= TASKS TO COMPLETE =
1 > In the guest post on the children of war, copy word for word the passage from "Jacqueline Winspear is" to "children of war.".
2 > In the guest post on the children of war, which groups of children does Dr. Martin Parsons interview or study?
3 > Extend the guest post on the children of war, picking up after its final sentence.

==== PASSAGE PROVIDED

The Children of War – A guest post from Jacqueline Winspear

Jacqueline Winspear is our Author of the Month for March 2023. To coincide with the publication of her stand-alone mystery, The White Lady, we are pleased to share a guest blog post from Jacqueline Winspear on the children of war.

“Every war is a war against the child.” 

Eglantyne Jebb, 1876-1828, founder of the Save The Children Fund

At some point in the future, when historians tackle the war in Ukraine, a finite length of time will be assigned to the terrors inflicted upon the country’s people.  There will be a date for the beginning and another for the end.  A number will be assigned to the dead and wounded and there will be commentary on the words and acts of politicians, the reactions of world leaders and assessments of who did what and actions they could have taken to stop it.  Reflect upon any war, any major historical event, and that’s how it goes.  Facts neatly boxed in a time capsule.  But in truth, that’s not how it goes. 

In his 2008 book War Child:  Children Caught in Conflict, Dr. Martin Parsons, Founder and former Director of the Research Centre for Evacuee and War Child Studies at the University of Reading, wrote about the impact of war on children.  He interviewed elders who had been child evacuees in WW2, and he studied the impact of war on African child soldiers, on Russian children caught in the Siege of Leningrad and children of the Holocaust.  Parsons discovered that it takes three generations for a childhood experience of war to move through the family system – three generations for memories, fear, grief and the behaviours that emerge as a result of the experience to fade.  I remember thinking, “By the time three generations roll around, there’s another war.”  Yet more than that, it left me with an understanding of my mother’s behaviours as a child of war, and the impact that memories of evacuation and living in the midst of WW2 bombing raids on London had inflicted upon her.  From conversations at the end of her life when she was eighty-eight years of age, I know she was haunted by war until her dying day.

========
==== DATA FOR ANALYSIS

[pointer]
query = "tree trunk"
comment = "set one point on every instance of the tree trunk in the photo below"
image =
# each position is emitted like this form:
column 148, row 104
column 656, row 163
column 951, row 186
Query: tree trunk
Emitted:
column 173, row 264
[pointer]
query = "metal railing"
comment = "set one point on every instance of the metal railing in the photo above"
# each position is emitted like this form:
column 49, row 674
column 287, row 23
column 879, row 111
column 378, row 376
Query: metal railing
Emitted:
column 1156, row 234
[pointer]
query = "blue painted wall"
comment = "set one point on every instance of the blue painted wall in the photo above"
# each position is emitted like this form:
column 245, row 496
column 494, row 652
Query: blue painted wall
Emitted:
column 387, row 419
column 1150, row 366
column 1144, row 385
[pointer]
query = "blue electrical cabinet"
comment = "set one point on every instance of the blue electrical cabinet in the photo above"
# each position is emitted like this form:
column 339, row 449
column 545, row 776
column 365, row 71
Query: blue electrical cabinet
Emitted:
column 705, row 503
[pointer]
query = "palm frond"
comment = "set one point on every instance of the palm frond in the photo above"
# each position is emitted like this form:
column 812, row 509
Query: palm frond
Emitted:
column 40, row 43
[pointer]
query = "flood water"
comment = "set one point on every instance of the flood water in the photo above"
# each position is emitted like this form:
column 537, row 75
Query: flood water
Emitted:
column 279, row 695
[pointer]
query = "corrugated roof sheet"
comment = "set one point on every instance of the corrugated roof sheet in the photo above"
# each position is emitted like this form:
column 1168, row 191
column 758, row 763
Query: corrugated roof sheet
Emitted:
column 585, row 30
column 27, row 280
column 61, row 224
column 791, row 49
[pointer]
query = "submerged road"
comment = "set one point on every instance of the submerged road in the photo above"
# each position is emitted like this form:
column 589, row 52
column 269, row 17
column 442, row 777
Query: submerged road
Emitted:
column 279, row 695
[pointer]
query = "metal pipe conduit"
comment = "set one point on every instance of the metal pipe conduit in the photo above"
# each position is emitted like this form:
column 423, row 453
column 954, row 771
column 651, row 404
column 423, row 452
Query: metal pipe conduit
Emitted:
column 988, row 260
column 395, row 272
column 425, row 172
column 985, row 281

========

= EXPECTED RESPONSES =
1 >
Jacqueline Winspear is our Author of the Month for March 2023. To coincide with the publication of her stand-alone mystery, The White Lady, we are pleased to share a guest blog post from Jacqueline Winspear on the children of war.

2 >
- Child evacuees in WW2 (interviewed as elders)
- African child soldiers
- Russian children caught in the Siege of Leningrad
- Children of the Holocaust

3 >
Images of children in Ukraine suffering through bombings have haunted us all, though one story in particular caught my attention in the early weeks following Russia’s initial violent incursion into Ukraine.  A team from Britain’s National Health Service specialising in the transportation of sick children travelled to Ukraine on a chartered aircraft to evacuate children undergoing cancer treatment – children who had spent weeks being taken to and from shelters while still undergoing chemotherapy and other protocols designed to save their young lives.  The NHS team prepared the aircraft as best they could to account for in-flight emergencies and the fact that mothers who had reached a point beyond exhaustion were also accompanied by siblings of the sick children – and all the children were suffering the grief of having to say goodbye to their fathers.  The work of the NHS team – led by Dr. Michael Griksaitis, a paediatric intensive care doctor who is also an expert in the movement of critically ill children – was nothing short of miraculous.  But the part of the story that caused me to break down and weep was the fact that they had brought two “play therapists” on board.  Apparently, Griksaitis admitted to wondering how effective they could be, but by the time the flight landed, he wished they could have accommodated more play therapists.  The image of those poor children of war being encouraged to play broke my heart.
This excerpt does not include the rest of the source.